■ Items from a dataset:
• • • • •

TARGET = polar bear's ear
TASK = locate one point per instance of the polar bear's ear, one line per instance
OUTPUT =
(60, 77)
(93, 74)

• • • • •

■ ASSIGNED TASK:
Return all of the above records exactly, leaving no line out.

■ RESPONSE AREA:
TARGET = polar bear's ear
TASK = locate one point per instance of the polar bear's ear, one line per instance
OUTPUT =
(60, 77)
(93, 74)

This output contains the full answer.